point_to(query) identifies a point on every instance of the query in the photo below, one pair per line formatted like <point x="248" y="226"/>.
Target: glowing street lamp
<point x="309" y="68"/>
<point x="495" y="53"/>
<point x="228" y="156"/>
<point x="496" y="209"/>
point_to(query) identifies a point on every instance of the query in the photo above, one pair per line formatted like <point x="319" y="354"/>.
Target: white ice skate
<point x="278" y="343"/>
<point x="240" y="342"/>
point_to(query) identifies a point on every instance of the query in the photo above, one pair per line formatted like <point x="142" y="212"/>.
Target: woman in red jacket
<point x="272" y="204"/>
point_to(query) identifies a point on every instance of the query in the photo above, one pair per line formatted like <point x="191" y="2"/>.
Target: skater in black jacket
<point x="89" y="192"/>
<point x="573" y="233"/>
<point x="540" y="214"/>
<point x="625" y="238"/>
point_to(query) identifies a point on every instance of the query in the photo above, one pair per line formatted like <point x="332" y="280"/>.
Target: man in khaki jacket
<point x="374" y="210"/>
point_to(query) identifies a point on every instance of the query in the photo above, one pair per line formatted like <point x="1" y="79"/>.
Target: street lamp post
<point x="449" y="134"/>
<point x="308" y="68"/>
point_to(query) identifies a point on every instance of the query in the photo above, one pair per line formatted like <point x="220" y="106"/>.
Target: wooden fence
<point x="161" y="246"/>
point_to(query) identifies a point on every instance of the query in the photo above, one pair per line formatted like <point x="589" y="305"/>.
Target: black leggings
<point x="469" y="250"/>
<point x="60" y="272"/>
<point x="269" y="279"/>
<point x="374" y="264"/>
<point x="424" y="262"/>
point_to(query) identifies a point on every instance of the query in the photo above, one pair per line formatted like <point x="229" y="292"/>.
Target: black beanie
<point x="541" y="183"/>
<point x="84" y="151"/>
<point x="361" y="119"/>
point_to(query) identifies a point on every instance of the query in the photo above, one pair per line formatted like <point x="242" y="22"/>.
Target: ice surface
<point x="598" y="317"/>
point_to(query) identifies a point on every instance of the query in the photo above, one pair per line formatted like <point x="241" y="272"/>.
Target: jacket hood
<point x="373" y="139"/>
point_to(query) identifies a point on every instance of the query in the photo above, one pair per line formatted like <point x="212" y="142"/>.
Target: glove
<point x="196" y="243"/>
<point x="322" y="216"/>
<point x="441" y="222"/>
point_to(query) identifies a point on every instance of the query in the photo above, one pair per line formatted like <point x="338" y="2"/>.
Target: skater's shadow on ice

--

§ WHAT THIS TASK INVOLVES: All of the data needs to be reproduced exactly, with no line missing.

§ REPLY TO THE TASK:
point_to(query) identifies a point on every instance of the query in the photo below, one pair per line formatted like <point x="248" y="226"/>.
Target: glowing street lamp
<point x="309" y="68"/>
<point x="495" y="53"/>
<point x="228" y="156"/>
<point x="496" y="209"/>
point_to(query) identifies a point on every instance of the query in the photo above, one pair per line formatted like <point x="319" y="354"/>.
Target: white ice skate
<point x="278" y="343"/>
<point x="240" y="342"/>
point_to(query) identifies a point on every instance of the query in the photo above, one pair per line formatted like <point x="142" y="212"/>.
Target: woman in red jacket
<point x="272" y="204"/>
point_to(query) identifies a point on every instance of the query in the photo above, one pair per line formatted like <point x="191" y="2"/>.
Target: skater in black jacket
<point x="89" y="192"/>
<point x="573" y="233"/>
<point x="540" y="214"/>
<point x="625" y="238"/>
point_to(query) identifies a point on every instance of the query in the photo above, one pair per line formatted like <point x="332" y="280"/>.
Target: man in khaki jacket
<point x="374" y="210"/>
point_to(query) identifies a point on every instance of the query in the photo above, one pair per line formatted like <point x="1" y="79"/>.
Target: street lamp post
<point x="449" y="134"/>
<point x="308" y="68"/>
point_to(query) identifies a point on every instance of the query in the photo above, one pair per line formatted like <point x="220" y="106"/>.
Target: wooden fence
<point x="161" y="246"/>
point_to(query) identifies a point on every instance of the query in the photo above, one pair per line formatted like <point x="589" y="305"/>.
Target: black leggings
<point x="469" y="250"/>
<point x="60" y="272"/>
<point x="269" y="279"/>
<point x="374" y="264"/>
<point x="424" y="262"/>
point_to(query) identifies a point on every instance of the query in the photo above, one pair per line formatted like <point x="229" y="292"/>.
Target: black beanie
<point x="541" y="183"/>
<point x="84" y="151"/>
<point x="361" y="119"/>
point_to(query) identifies a point on every instance of the query in the photo above, one pair per line formatted like <point x="242" y="22"/>.
Target: ice surface
<point x="598" y="317"/>
point_to(query) identifies a point on every instance of the query in the photo above, one pair per line formatted like <point x="241" y="272"/>.
Target: jacket hood
<point x="373" y="139"/>
point_to(query) identifies a point on every instance of the query in the photo above, one pair per line formatted like <point x="212" y="142"/>.
Target: glove
<point x="196" y="243"/>
<point x="322" y="216"/>
<point x="441" y="222"/>
point_to(query) identifies a point on every instance of the query in the photo above, one pair per line formatted like <point x="338" y="2"/>.
Target: skater's shadow on ice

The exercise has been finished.